Rescale the listing below by rewriting every line, requests included, with each point coordinate in the answers multiplied by 1.6 and rounded to the nearest whole number, halves rounding up. Leave the pictures out of your answer.

[Start of Data entries]

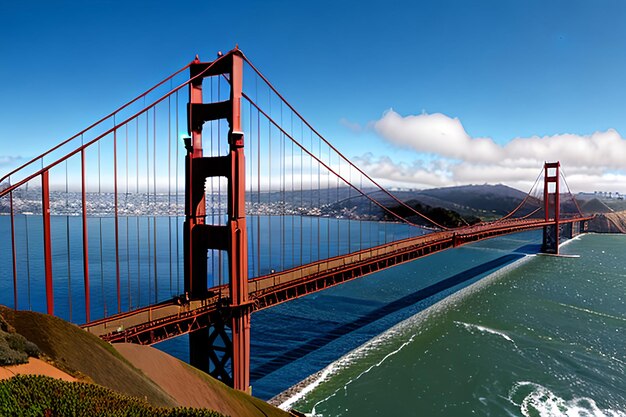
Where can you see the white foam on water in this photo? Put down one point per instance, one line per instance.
(309, 384)
(539, 401)
(483, 329)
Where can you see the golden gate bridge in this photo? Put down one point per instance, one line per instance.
(293, 218)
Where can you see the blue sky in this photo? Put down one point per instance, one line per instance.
(382, 80)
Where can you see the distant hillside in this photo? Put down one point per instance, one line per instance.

[End of Data entries]

§ Exercise result:
Where can you see the white foam on water in this photo? Put down one point per instance, one line per instance.
(494, 614)
(862, 642)
(773, 526)
Where can you see the golden gate bridge in this photo? Put down one point per instance, one line per instance.
(469, 349)
Where can you see the blue sky in this photo? Put down one point per instance, one line per instance.
(611, 128)
Where can you see the distant hillside in this photo? Put down one point per instance, one line per instance.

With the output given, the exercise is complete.